## YOUR TASK
Give back each line of the data exactly.

## PROVIDED RECORDS
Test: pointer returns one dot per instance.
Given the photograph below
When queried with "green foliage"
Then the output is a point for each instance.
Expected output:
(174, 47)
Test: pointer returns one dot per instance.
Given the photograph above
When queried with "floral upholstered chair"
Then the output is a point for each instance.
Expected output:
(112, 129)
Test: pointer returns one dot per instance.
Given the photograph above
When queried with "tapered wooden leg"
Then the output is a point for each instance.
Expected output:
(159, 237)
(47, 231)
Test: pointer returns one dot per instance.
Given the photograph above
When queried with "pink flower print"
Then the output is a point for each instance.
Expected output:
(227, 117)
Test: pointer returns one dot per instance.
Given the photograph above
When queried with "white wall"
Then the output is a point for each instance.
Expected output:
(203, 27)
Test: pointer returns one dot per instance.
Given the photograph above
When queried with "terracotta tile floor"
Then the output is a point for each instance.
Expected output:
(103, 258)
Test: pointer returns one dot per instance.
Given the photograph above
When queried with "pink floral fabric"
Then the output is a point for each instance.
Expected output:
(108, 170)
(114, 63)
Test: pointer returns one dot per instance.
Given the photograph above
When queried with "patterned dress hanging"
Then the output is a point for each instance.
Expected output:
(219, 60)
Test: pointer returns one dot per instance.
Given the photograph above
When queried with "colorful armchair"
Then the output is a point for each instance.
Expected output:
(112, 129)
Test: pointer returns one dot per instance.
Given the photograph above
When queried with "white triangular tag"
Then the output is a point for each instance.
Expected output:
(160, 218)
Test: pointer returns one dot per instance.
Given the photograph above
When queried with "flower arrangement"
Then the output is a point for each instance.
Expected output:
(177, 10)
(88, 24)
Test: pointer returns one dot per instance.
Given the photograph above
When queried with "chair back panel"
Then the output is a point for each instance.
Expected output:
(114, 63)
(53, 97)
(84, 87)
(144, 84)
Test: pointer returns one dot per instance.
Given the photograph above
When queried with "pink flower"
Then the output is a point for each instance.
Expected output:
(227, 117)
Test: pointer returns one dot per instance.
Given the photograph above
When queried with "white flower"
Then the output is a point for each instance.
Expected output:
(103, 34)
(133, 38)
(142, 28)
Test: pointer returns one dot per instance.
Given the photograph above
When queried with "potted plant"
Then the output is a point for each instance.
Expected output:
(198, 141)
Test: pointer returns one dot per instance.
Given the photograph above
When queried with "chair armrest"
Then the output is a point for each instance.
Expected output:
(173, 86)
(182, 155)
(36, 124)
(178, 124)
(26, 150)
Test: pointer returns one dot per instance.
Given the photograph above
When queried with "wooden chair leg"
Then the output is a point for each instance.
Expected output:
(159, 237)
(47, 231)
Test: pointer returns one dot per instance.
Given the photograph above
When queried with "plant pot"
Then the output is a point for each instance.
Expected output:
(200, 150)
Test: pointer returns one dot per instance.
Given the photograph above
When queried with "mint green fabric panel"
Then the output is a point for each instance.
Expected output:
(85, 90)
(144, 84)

## EXERCISE RESPONSE
Test: pointer returns one dot per instance.
Given the photograph below
When queried with "green foliage"
Then the output is a point for each instance.
Expected output:
(174, 47)
Test: pointer returns one dot per instance.
Given the photograph above
When queried with "floral upholstered chair"
Then the output is a point for each instance.
Expected output:
(112, 129)
Test: pointer returns one dot per instance.
Given the photograph above
When queried with "tapered wooden leg"
Then the output is a point for each instance.
Expected output:
(159, 237)
(47, 231)
Test: pointer returns one dot per instance.
Given the photograph above
When queried with "pink flower print"
Then the output is a point for each instance.
Expected output:
(227, 117)
Test: pointer returns one dot per instance.
Given the photograph above
When queried with "white wall"
Then the output is a point for each instance.
Expected output:
(203, 27)
Test: pointer returns one dot per instance.
Given the photograph above
When queried with "terracotta tile floor"
Then the output is a point for each instance.
Expected output:
(103, 258)
Test: pointer returns one dot per instance.
Given the photograph above
When queried with "pink floral fabric"
Then the output is a point for each instance.
Expected output:
(108, 170)
(114, 63)
Test: pointer returns one dot per instance.
Given the photograph above
When queried with "patterned dress hanging"
Then the output is a point for each instance.
Expected output:
(219, 60)
Test: pointer returns one dot per instance.
Given the photograph above
When queried with "colorful armchair"
Then the output is a point for each instance.
Expected output:
(112, 129)
Test: pointer returns one dot per instance.
Given the photograph above
When queried with "white triangular tag"
Then the output is a point for each instance.
Expected output:
(160, 218)
Test: pointer returns one dot per instance.
Given the photograph above
When queried with "flower arrangement"
Then the output is a point for each instance.
Expected output:
(177, 10)
(88, 24)
Test: pointer returns one dot per instance.
Given the photograph above
When queried with "chair back panel"
Then the output is a point for each instance.
Expected output:
(114, 63)
(53, 97)
(84, 87)
(144, 84)
Test: pointer returns one dot per instance.
Given the photograph above
When queried with "pink flower"
Then the output is a point for each instance.
Expected output:
(227, 117)
Test: pointer returns one dot per instance.
Given the photograph above
When queried with "white flower"
Then the output is a point for each instance.
Expected output:
(103, 34)
(133, 38)
(142, 28)
Test: pointer returns one dot per instance.
Given the photograph above
When queried with "potted plant"
Then the output is a point for each instance.
Expected output:
(198, 141)
Test: pointer returns one dot per instance.
Given the photograph above
When queried with "chair armrest"
Then the output is a point for each instance.
Expected output:
(173, 86)
(182, 155)
(36, 124)
(178, 124)
(26, 150)
Test: pointer returns one dot per instance.
Given the photograph above
When queried with "wooden chair leg"
Then the output is a point for each instance.
Expected output:
(159, 237)
(47, 231)
Test: pointer returns one dot per instance.
Given the photograph above
When queried with "plant pot"
Then the output is a point for each instance.
Expected output:
(200, 150)
Test: pointer returns one dot per instance.
Given the photograph above
When queried with "mint green fabric panel"
Then the output is a point for each instance.
Expected output:
(85, 90)
(144, 84)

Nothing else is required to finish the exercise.